>>>
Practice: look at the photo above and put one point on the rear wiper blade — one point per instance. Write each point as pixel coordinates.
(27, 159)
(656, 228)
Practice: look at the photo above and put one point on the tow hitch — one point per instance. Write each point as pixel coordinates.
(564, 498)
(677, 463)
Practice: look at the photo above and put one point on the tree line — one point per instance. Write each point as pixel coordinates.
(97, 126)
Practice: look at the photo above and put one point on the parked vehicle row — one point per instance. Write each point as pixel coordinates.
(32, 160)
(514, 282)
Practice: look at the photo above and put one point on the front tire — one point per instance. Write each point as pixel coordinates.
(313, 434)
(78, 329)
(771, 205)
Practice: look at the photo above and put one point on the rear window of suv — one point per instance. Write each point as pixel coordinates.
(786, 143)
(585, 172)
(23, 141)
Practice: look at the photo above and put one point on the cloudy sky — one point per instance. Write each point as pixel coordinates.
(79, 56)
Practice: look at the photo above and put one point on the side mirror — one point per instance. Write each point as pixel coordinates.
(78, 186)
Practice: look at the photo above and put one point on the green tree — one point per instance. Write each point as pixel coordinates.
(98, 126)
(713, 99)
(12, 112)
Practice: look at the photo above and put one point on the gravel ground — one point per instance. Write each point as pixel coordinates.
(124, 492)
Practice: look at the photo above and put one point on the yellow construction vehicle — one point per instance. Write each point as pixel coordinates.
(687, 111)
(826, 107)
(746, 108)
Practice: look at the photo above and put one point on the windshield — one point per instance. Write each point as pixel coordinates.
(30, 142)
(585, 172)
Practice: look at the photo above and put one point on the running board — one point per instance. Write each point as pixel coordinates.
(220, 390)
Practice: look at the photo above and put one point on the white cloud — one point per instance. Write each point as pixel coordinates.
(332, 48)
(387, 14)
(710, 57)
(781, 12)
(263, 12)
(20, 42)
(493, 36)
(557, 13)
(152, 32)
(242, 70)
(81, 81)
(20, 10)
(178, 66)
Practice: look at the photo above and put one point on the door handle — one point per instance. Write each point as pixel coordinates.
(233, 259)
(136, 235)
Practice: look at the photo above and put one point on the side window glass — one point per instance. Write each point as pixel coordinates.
<<<
Beginning with the first line and ending with the last, copy the material above exactly.

Practice: look at the photo above and put one point on the rear wiper blade — one point per instance. Write each point as pixel coordinates.
(27, 159)
(656, 228)
Practice: look at the photo above and put one point on the tow hitch — one point per instance. Write each point as pixel coordinates.
(564, 498)
(677, 463)
Practice: look at the photo above and put one point on the tree line — one point per instance. Write each point as pixel coordinates.
(97, 126)
Practice: look at the photo above and put one point on the parked vehicle row — one point per instance. Write each point as pixel coordinates.
(32, 160)
(514, 282)
Practice: look at the photo above and put one point on the front tire — one point per instance. Write each point as pixel coordinates.
(313, 434)
(78, 329)
(771, 205)
Practice: look at the photo above and put one point on the rear window of suv — one point per instance. Write each point as pixel coordinates.
(786, 143)
(585, 172)
(23, 141)
Practice: look at the photo above and put one point on the cloudy sky — one point per instance. Write each point as pixel coordinates.
(79, 56)
Practice: look at the photo above and put one point on the side mirror — one point per instance. Write each point as pixel coordinates.
(78, 186)
Practice: look at the photo above and put one point on the green tree — one point per instance. Write each point as pixel coordinates.
(98, 126)
(713, 99)
(12, 112)
Practice: look at the photo above and put one point on the gravel ground — one point per instance. Write each point as pixel coordinates.
(124, 492)
Practice: look at the photo above and put one point on the yellow construction vehicle — one point per instance. Write each point as pixel coordinates.
(687, 111)
(826, 107)
(746, 108)
Practice: look at the photo above and put one point on the windshield — one point per instance. Write each point as pixel coordinates.
(30, 142)
(585, 172)
Practice: look at the photo above and put one point on the running board — one point per instance. Write each point as pixel coordinates.
(220, 390)
Practice: look at the photo above and put one point on the white cloud — one point per instance. Write each point as pixel coordinates.
(332, 48)
(387, 14)
(710, 57)
(781, 12)
(263, 12)
(20, 42)
(493, 36)
(557, 13)
(152, 32)
(242, 70)
(81, 81)
(20, 10)
(178, 66)
Practice: look at the photo above and put one point on the door handle — one point per instance. Write each point as pixel coordinates.
(233, 259)
(136, 235)
Practice: look at the photo above and put one point on the side window glass — one point per instance. Write each point as pixel coordinates.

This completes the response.